→ FRAGMENTO DE ORIGEN
Nosotros también quisimos tomar el capitolio
Ilya U. Topper
Gorros de piel de mapache, cuernos de bisonte y banderas al viento. ¡A tomar el Capitolio! Marchan miles de colegas de aspecto variopinto, unidos en una causa: devolver el poder al pueblo. En concreto, a su legítimo presidente, Donald Trump, que todo el mundo sabe que ganó las elecciones de noviembre, aunque esos ultracomunistas decididos a destruir América le han robado la victoria.
Escalan el muro del edificio cual capitán Trueno un fortín berberisco, rompen ventanas, espantan a senadores y diputados, morralla burguesa encorbatada, se hacen con tribunas y atriles, se toman algún selfie ante estatuas de bronce, colocan las botas sobre la mesilla del despacho de Nancy Pelosi. Somos el pueblo, ahora mandamos.
Mandan escasas tres horas. Luego viene la policía, los desaloja, los senadores vuelven a reunirse, se certifican los resultados electorales y listo, Joe Biden es el próximo presidente. Porque esto no ha sido un golpe de Estado. Un golpe se hace con uniforme militar, tricornio si puede ser, voz y porte marcial, se sienten, coño, y con los comandantes de varias regiones militares al teléfono por si hay que sacar los tanques. Y asumiendo quince años de cárcel si fracasa (sí, sale barato).
Tampoco ha sido una revolución. Una revolución se hace arrasando los despachos del Congreso, quemando los archivos y, por qué no, colocando una guillotina en la plaza pública. Si alguien es capaz de decir a la cámara, tosiendo, llorando y desconsolada, “Me llamo Elisabeth, vengo de Tennesssee, y me han echado gas pimienta cuando entraba al Capitolio para hacer la revolución”, entonces no es una revolución. Es una astracanada. Su máximo efecto será arrebatarle a España el título de eterno país de la pandereta.

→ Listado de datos
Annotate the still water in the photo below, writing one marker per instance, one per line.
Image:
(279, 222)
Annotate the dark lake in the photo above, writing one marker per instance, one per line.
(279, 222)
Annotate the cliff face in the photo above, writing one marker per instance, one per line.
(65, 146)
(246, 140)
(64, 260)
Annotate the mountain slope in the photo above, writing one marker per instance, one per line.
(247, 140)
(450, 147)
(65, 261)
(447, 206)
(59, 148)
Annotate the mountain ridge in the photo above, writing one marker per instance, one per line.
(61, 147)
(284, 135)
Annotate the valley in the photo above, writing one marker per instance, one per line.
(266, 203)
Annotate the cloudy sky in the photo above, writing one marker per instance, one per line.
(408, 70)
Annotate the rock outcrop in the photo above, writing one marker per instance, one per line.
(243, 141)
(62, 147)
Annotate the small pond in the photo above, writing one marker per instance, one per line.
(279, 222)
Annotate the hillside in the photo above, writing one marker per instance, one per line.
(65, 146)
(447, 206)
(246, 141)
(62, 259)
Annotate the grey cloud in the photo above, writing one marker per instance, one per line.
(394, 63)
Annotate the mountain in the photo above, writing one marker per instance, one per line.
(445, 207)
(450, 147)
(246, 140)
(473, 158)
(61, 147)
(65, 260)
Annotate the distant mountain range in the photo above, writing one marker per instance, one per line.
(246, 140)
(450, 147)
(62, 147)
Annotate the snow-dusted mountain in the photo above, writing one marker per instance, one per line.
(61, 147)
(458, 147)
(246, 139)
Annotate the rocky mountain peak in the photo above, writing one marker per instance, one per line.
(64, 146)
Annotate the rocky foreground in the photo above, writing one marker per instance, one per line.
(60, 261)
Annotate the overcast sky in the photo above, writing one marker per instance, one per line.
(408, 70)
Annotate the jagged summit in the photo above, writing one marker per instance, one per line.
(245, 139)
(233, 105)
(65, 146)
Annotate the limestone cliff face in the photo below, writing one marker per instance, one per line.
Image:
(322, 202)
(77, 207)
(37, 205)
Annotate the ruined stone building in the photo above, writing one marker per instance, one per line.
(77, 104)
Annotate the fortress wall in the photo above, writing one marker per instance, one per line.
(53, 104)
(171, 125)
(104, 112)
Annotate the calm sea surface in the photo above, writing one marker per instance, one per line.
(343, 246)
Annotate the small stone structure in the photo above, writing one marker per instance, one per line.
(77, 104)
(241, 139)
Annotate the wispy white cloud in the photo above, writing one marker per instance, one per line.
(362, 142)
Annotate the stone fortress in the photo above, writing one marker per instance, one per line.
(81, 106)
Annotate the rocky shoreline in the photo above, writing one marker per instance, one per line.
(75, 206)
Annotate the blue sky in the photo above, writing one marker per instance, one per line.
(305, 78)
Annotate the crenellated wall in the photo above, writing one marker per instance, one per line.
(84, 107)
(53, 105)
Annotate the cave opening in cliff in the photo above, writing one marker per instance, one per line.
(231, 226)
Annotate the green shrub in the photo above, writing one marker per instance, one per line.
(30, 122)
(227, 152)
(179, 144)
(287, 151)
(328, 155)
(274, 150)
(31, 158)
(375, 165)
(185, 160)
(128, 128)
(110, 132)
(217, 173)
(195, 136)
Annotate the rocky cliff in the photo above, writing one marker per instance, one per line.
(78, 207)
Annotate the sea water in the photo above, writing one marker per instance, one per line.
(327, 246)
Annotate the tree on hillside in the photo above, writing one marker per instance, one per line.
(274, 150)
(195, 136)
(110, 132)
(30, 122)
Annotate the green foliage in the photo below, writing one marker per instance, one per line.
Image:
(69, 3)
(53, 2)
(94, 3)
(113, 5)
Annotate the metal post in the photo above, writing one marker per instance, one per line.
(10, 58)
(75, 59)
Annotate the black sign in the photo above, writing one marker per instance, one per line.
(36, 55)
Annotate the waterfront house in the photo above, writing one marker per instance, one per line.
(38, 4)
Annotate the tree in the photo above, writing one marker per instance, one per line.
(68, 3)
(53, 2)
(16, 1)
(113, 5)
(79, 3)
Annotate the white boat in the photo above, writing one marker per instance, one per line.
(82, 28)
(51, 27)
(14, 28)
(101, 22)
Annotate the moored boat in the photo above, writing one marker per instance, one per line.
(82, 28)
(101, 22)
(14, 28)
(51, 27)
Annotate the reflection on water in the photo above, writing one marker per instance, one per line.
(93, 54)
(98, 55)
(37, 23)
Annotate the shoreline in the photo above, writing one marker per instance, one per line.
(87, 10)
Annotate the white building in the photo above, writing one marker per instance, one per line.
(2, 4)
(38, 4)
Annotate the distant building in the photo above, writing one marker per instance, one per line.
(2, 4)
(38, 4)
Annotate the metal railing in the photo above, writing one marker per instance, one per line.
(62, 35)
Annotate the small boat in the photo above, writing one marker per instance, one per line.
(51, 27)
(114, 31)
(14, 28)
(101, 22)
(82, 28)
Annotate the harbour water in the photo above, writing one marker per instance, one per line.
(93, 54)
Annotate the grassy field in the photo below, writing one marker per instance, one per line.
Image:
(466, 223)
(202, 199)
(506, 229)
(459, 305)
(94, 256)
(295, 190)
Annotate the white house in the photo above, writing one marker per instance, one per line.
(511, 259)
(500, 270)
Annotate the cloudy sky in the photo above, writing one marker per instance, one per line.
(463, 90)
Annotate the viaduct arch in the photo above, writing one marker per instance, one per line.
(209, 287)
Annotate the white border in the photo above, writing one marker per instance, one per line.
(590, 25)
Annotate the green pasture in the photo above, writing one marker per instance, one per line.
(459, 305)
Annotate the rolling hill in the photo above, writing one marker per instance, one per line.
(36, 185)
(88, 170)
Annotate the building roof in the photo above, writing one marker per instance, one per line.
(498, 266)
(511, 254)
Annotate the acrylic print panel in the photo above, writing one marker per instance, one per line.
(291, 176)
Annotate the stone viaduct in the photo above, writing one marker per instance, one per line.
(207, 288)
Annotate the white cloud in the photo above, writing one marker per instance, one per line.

→ EJERCICIO PROPUESTO A
Reproduce literalmente el pasaje del artículo sobre el asalto al Capitolio que empieza con las palabras que contienen "Tampoco ha sido" y termina con "de la pandereta.".
→ EJERCICIO PROPUESTO B
Escribe la continuación del artículo sobre el asalto al Capitolio a partir de su última frase.
El listado procede de otra fuente.

→ RESULTADO A
Tampoco ha sido una revolución. Una revolución se hace arrasando los despachos del Congreso, quemando los archivos y, por qué no, colocando una guillotina en la plaza pública. Si alguien es capaz de decir a la cámara, tosiendo, llorando y desconsolada, “Me llamo Elisabeth, vengo de Tennesssee, y me han echado gas pimienta cuando entraba al Capitolio para hacer la revolución”, entonces no es una revolución. Es una astracanada. Su máximo efecto será arrebatarle a España el título de eterno país de la pandereta.

→ RESULTADO B
Si la astracanada ha asustado en medio mundo (esa mitad que funciona con el sistema de la democracia) es porque, pese a los gorros y los cuernos de bisonte, ha tenido una enorme carga simbólica: la del pueblo exigiendo el poder que los políticos le han arrebatado. La toma de la Bastilla. La rebelión.
Las masas revolucionarias marxistas no habían intentado entrar en el hemiciclo, no habían roto ningún cristal
A Albert Rivera, fundador y exdirigente del partido Ciudadanos, le cayó la del pulpo cuando comparó el asalto al Capitolio con la manifestación contra la investidura de Mariano Rajoy en octubre de 2016. “Lo que hoy está haciendo Trump es lo que ya hizo Podemos en el Congreso en 2016 y el PSOE en el parlamento andaluz en 2019”, escribió Rivera.
¡¿Cómo se puede comparar una horda de fascistas con las masas populares de la izquierda levantadas contra el fascismo?! Vergüenza, irresponsable, miserable, ridículo… le dijeron. Otros destacaron una diferencia fundamental que, dijo alguien, se entiende viendo Barrio Sésamo: la que media entre “dentro de” y “alrededor de”. Efectivamente: las masas revolucionarias marxistas no habían intentado entrar en el hemiciclo, no habían roto ningún cristal, no interrumpieron las sesiones. No habían cometido ningún acto antidemocrático.
Solo se habían manifestado pacíficamente contra el funcionamiento de la democracia.
Porque ese era el motivo de la protesta de 2016, promovida por Izquierda Unida y las ‘mareas’ que representan el mosaico de votantes de Podemos: denunciar como ilegítimo un resultado obtenido mediante el estricto respeto a las formas en las que se desarrolla la democracia parlamentaria en España.
Tomar el poder al asalto está justificado, según una idea bien anclada en la izquierda española
Mariano Rajoy fue investido presidente del Gobierno tras haber obtenido el PP más votos que ningún otro partido (un 33%) y tras no llegar a un acuerdo otras formaciones (PSOE, Podemos, Ciudadanos). “Será un gobierno ilegítimo de un Régimen ilegítimo”, se expresó la Coordinadora 25S que convocó la manifestación. Cuando, dos años más tarde, con los mismos votos y a través de los mismos cauces parlamentarios, fue investido Pedro Sánchez secundado por Pablo Iglesias, la Coordinadora no se pronunció y fueron Santiago Abascal (Vox) y Celia Villalobos (PP) quienes llamaron al presidente “ilegítimo”. Los ilegítimos siempre son los otros, parece.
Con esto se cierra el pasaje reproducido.